- _Aim of the exercise_
Return verbatim the lines of the data below, beginning with the line that contains "In this picture, where can the winglet" and continuing through the final line of the data, both ends included.

- _Collected data_
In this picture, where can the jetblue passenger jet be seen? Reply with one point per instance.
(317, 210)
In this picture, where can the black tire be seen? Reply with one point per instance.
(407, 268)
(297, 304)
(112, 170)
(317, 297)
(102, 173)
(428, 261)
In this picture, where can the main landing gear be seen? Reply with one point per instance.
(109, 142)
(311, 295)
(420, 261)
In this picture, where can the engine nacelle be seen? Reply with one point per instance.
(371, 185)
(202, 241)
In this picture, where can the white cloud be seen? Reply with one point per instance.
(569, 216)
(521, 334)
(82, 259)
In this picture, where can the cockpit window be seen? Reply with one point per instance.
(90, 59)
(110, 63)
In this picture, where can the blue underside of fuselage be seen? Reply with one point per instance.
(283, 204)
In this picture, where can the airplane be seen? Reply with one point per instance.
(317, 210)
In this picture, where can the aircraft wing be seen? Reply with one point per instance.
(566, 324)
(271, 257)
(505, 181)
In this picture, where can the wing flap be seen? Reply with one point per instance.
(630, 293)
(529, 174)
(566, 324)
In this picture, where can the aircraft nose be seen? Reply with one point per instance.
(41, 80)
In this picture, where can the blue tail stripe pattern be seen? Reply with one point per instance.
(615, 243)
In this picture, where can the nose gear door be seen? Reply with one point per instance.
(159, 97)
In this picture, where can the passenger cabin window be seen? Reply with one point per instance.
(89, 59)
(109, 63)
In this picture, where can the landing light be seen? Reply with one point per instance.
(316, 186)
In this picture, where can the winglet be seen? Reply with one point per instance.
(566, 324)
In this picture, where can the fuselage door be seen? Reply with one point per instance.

- _Written response_
In this picture, where can the winglet be seen? Reply with one point per instance.
(566, 324)
In this picture, where can the fuselage door be seen? Reply with one point per instance.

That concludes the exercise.